**Problem A**
Reproduce the lines of the recorded data entries verbatim, starting at their beginning and ending with the line that contains "[0,290,640,480]", both included. Leave the pictures out of your answer.

**Selected extract**
+--

On Mon, Mar 3, 2008 at 10:27 PM, gregor herrmann
<gregor+debian@comodo.priv.at> wrote:
>  > >   (0.2200-3)      libdbd-csv-perl
>  >     Is actually 0.22 on CPAN, where is the additional 00 from?
>
>  Added by Debian; the problem is that the history as seen on
>  http://search.cpan.org/dist/DBD-CSV/ was
>  0.1030
>  0.2001
>  0.2002
>  0.21
>  0.22
>
>  For CPAN 0.21 is probably greater than 0.2002, for Debian 21 < 2002.
>  By adding the trailing zeros we get our math right again :)

If I understand that means that for Debian it is better to keep the old but
strange version number than to move (once!) to the saner one with only
two digits after the dot and then keep the new numbering.

Isn't there a way for Debian to somehow follow the module to its new version
numbering and hope it will stick to it?


>  > >   (0.2808.01-1)   libmodule-build-perl                      0.2808
>  >     Where was the additional 01 taken
>  >     from ? Was that the 0.2808_01 release?
>
>  Exactly, the underline is converted to a dot because underlines are
>  not allowed in Debian version numbers.

+--

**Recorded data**
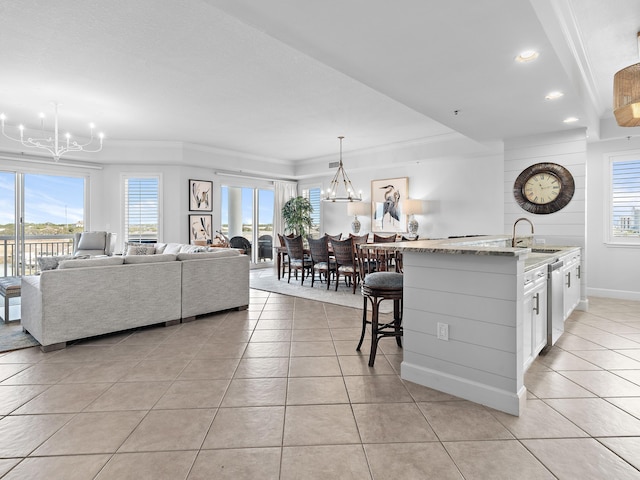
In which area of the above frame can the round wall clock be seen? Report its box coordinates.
[513,163,576,215]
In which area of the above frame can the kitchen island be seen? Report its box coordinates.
[378,235,579,415]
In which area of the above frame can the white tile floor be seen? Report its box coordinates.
[0,290,640,480]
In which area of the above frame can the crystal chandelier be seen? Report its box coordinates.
[321,137,362,202]
[0,103,104,162]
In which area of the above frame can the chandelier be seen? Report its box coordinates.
[0,103,104,162]
[613,32,640,127]
[321,137,362,202]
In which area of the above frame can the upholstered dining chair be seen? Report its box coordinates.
[284,235,312,285]
[73,232,116,257]
[331,238,360,294]
[307,235,336,290]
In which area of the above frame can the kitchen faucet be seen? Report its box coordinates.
[511,217,533,247]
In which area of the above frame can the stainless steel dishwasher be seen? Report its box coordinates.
[547,260,564,347]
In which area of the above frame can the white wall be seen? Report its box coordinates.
[300,152,503,238]
[504,129,589,309]
[587,137,640,300]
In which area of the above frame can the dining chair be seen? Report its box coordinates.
[276,233,295,280]
[307,235,336,290]
[373,233,397,271]
[331,238,360,294]
[284,235,312,285]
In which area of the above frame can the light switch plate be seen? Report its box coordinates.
[438,322,449,341]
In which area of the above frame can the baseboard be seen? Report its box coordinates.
[401,361,527,416]
[587,288,640,301]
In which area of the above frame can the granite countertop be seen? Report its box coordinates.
[368,235,580,270]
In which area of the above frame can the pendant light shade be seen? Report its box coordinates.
[613,32,640,127]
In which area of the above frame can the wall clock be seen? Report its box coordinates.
[513,163,576,215]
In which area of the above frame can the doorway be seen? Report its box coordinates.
[220,185,275,267]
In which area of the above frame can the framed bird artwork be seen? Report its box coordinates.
[189,180,213,212]
[189,215,213,245]
[371,177,409,233]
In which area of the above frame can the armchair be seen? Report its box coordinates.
[73,232,116,257]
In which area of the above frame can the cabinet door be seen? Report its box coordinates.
[522,292,533,371]
[522,271,547,371]
[531,281,547,357]
[562,255,580,320]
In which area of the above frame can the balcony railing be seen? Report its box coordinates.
[0,235,73,277]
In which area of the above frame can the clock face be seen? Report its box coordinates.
[513,163,575,215]
[523,172,562,205]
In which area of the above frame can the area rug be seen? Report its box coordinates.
[249,268,393,313]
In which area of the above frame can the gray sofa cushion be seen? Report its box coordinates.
[58,256,124,270]
[123,253,176,265]
[178,248,240,260]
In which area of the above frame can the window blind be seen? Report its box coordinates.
[124,177,160,243]
[611,160,640,238]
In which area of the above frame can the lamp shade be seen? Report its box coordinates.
[403,198,422,215]
[347,202,371,216]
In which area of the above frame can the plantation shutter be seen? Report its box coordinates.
[124,176,160,243]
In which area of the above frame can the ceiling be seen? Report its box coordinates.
[0,0,640,165]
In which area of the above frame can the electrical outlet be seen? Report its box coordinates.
[438,322,449,341]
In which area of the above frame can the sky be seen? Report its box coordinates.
[0,172,84,225]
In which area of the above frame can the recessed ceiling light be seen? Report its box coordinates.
[544,92,564,100]
[516,50,540,63]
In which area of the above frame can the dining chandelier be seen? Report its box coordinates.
[0,103,104,162]
[321,137,362,202]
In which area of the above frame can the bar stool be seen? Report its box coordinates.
[356,272,402,367]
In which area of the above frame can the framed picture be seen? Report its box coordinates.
[189,215,213,245]
[189,180,213,212]
[371,177,409,233]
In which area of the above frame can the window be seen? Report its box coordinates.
[607,152,640,244]
[302,187,320,238]
[123,175,161,243]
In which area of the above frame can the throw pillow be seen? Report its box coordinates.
[58,257,124,270]
[179,245,207,253]
[122,253,176,264]
[163,243,182,255]
[38,255,73,272]
[126,243,156,255]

+--

**Problem B**
Write a continuation of the email exchange on Debian package version numbers, starting immediately after its final line.

**Answer A**
In which area of the above frame can the round wall clock be seen? Report its box coordinates.
[513,163,576,215]
In which area of the above frame can the kitchen island be seen? Report its box coordinates.
[378,235,579,415]
In which area of the above frame can the white tile floor be seen? Report its box coordinates.
[0,290,640,480]

**Answer B**
>  No big deal.

AFAIK that means it is a developer version that should not be distributed.
So I think should not get into the Debian repository.

>
>
>  > >   (0.06.1b-5)     libpdf-create-perl
>  > Currently 0.08 on CPAN
>
>  That's another funny case -- CPAN has different releases then
>  sourceforge for this same module :/
>  I guess we should track both ...
>  (http://sourceforge.net/projects/perl-pdf/)

I would think better to track only CPAN. Those should be the
"official" releases.



>  > In any case there is already a CPANTS kwalitee metric for proper version number
>  > http://cpants.perl.org/kwalitee.html but all the mentioned modules
>  > passed the test.
>  > So maybe the has_proper_version on CPANTS should be stricter.
>
>  From a Debian point of view the versions are all fine -- as long they
>  stick to the same scheme for a given module; what's difficult for our
>  sorting algorithms are modules that change from x.yyyy to x.yy or
>  from m.nnnn to m.nn.nn or similar.

OK, so I don't have a selling point here :-)
I better go to sleep then.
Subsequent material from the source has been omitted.